* _Aufgaben_
• A. Prüfe, ob die Aussagen (i) bis (iii) mit dem Textauszug übereinstimmen. Antworte jeweils mit Ja oder Nein und zitiere die entscheidenden Worte wörtlich.
(i) Im Dorf Russo teilt sich der Postautokurs auf.
(ii) In Vergeletto gibt es heute fünf Mühlen.
(iii) Der Hess Bergbus bietet 40 Sitzplätze.
• B. Beantworte mithilfe des Textauszugs die folgenden Fragen knapp.
(i) Wie lange dauert die Fahrt bis Russo?
(ii) Wie viele Einwohner hat Vergeletto?
(iii) In welcher Stadt ist die Carosserie Hess AG ansässig?
• C. Gib den Abschnitt des Textauszugs wortgetreu wieder, beginnend bei „Dann noch ein“ und endend bei „Kraft der Natur.“.

* _Textauszug_
Nach einer 40-minütigen Schaukelfahrt erreichen wir das Dörfchen Russo; einige Steinbögen am Dorfplatz und ein weitherum sichtbarer Kirchturm sind seine einzigen Attraktionen. An dieser Stelle verzweigt sich das abgelegene Tal, weshalb sich auch der Postautokurs hier aufteilt. Die Hauptlinie führt noch etwas weiter ins Onsernone-Tal hinein bis zu dessen gleichnamigem Hauptort. Ein zweiter Bus biegt ab ins Seitental Vergeletto. Ich mache die einfache Rechnung, dass das Seitental eines selbst schon abgeschiedenen Tals wohl noch etwas ursprünglicher, noch etwas abenteuerlicher sein würde, und steige deshalb ebenfalls um.
Die Strassen sind im Vergeletto-Tal dann tatsächlich noch einen Tick schmaler, die Kurven noch etwas enger. Mehr als einmal kann der Fahrer sein Gefährt nur noch in gemässigtem Schritttempo um den Scheitel bugsieren. Immerhin fährt dieser Kollege hier im Vergleich zu seinem Vorgänger anständig und vorsichtig – so, wie es sich hier im gefühlten Urwald mit seinen tausend Gefahren gehört. Die Abzweigung zum Dorf Gresso ist dann aber so eng, dass auch er seinen Bus mitten auf der Hauptstrasse querstellen, und mittels einigem Vor- und Zurückmanövrieren auf der Stelle wenden muss.
Dann noch ein paar enge Haarnadeln, und schon sind wir oben angekommen: in Vergeletto mit seinen knapp 60 Einwohnern. Viel zu sehen und erleben gibt’s hier nicht. Eine schöne Mühle am Bergbach (zur Blütezeit waren es noch fünf gewesen), zwei drei gut erhaltene Rustici. Sonst gammelt das meiste vor sich hin, auch Einwohner treffen wir kaum welche an. Doch trotz dieser allgemein eher deprimierenden Aura des Verlassenen und Verfallenen: Als ich so den dicht bewaldeten Hängen entlang zu Tal blicke und die Szenerie nach einem sommerlichen Regenfall mystisch vor sich hindampft, ist da schon etwas zu spüren von der im “Spiegel” beschriebenen Kraft der Natur.
Für einen ohnehin etwas öden Regentag war’s so eigentlich ein ziemlich netter Abstecher in diese fast vergessene, vielleicht etwas verwunschene, aber dadurch auch irgendwie anziehende Ecke der Schweiz. Zudem fand ein neues Postauto den Weg in mein Logbuch: der Scania/Hess K320UB 9.7m, besser bekannt als Hess Bergbus – und damit auch das erste quasi Schweizer Fabrikat auf meiner langen Busliste. Auf einem Chassis des schwedischen Nutzfahrzeugherstellers Scania baut nämlich die Carosserie Hess AG aus Solothurn diverse Spezialbusse, und der knuffige Bergbus ist genau ein solcher: 9,7 Meter Länge, dabei aber doch stattliche 2,38 Meter Breite, niederflurig und mit Platz für ansehnliche 35 Sitzplätze. Äusserst wendig ist der Kleine, und da sein Antriebsstrang von einem grösseren 12-Meter-Bus stammt, auch ordentlich motorisiert. Die perfekte Wahl also für diese fordernde Strasse!

* _Materialsammlung_
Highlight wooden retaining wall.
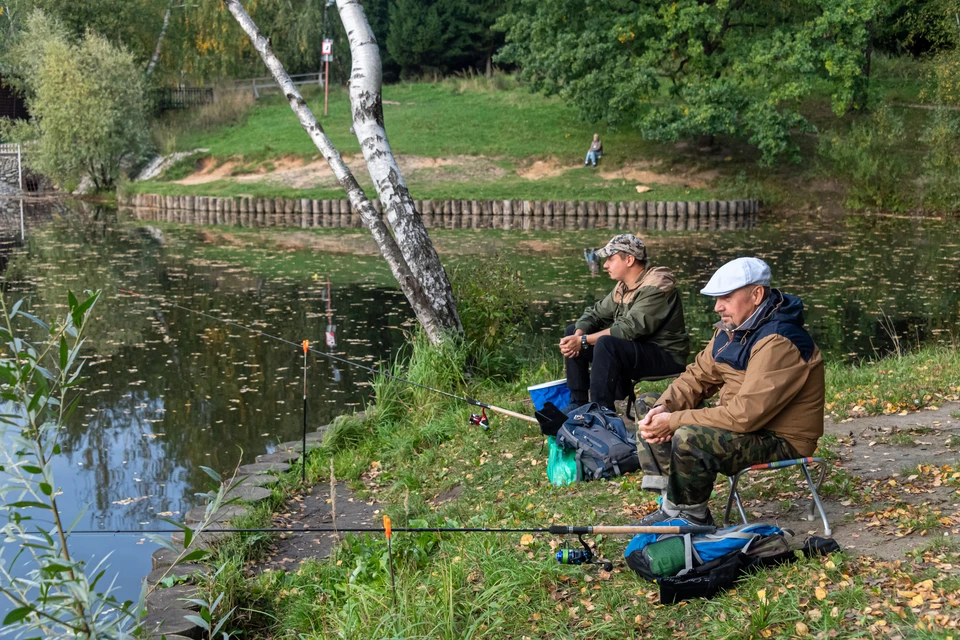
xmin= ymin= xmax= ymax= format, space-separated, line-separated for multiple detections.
xmin=120 ymin=194 xmax=760 ymax=231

* _Lösungen_
• A.
(i) Ja: „weshalb sich auch der Postautokurs hier aufteilt“
(ii) Nein: „Eine schöne Mühle am Bergbach (zur Blütezeit waren es noch fünf gewesen)“
(iii) Nein: „mit Platz für ansehnliche 35 Sitzplätze“

• B.
(i) 40 Minuten
(ii) Knapp 60
(iii) In Solothurn

• C.
Dann noch ein paar enge Haarnadeln, und schon sind wir oben angekommen: in Vergeletto mit seinen knapp 60 Einwohnern. Viel zu sehen und erleben gibt’s hier nicht. Eine schöne Mühle am Bergbach (zur Blütezeit waren es noch fünf gewesen), zwei drei gut erhaltene Rustici. Sonst gammelt das meiste vor sich hin, auch Einwohner treffen wir kaum welche an. Doch trotz dieser allgemein eher deprimierenden Aura des Verlassenen und Verfallenen: Als ich so den dicht bewaldeten Hängen entlang zu Tal blicke und die Szenerie nach einem sommerlichen Regenfall mystisch vor sich hindampft, ist da schon etwas zu spüren von der im “Spiegel” beschriebenen Kraft der Natur.